=== Section Start ===
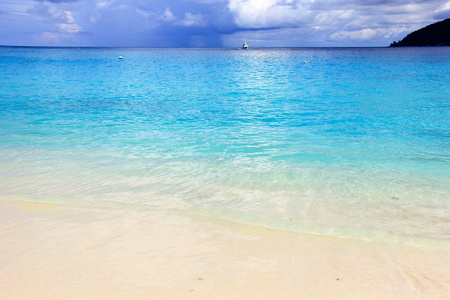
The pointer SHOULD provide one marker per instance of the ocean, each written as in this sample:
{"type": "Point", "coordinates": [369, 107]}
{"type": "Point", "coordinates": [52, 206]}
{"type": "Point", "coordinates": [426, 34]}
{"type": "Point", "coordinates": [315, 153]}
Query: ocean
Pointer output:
{"type": "Point", "coordinates": [341, 143]}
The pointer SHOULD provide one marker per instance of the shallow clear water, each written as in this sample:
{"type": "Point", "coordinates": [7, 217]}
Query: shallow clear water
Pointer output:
{"type": "Point", "coordinates": [354, 142]}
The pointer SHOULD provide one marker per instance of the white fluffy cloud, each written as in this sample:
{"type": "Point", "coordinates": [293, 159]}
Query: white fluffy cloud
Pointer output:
{"type": "Point", "coordinates": [215, 23]}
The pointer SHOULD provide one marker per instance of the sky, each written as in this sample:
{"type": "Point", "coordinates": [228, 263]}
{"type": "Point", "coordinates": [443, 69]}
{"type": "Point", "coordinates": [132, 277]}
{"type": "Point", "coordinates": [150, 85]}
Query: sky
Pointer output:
{"type": "Point", "coordinates": [214, 23]}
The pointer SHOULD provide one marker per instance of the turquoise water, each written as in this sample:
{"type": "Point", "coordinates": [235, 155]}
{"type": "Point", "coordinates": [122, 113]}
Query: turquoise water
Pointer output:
=== Section End ===
Where does "instance" occur in the data? Copy each line that has it.

The pointer SHOULD provide one marker per instance of the ocean, each written as in this sample:
The pointer SHOULD provide one marker per instance of the shallow clear water, each written as in this sample:
The pointer SHOULD provide one marker per instance of the white fluffy cloud, each written as in this sample:
The pointer SHOULD provide one marker per instance of the sky, each written as in this sample:
The pointer SHOULD provide one marker per instance of the turquoise water, each written as in this sample:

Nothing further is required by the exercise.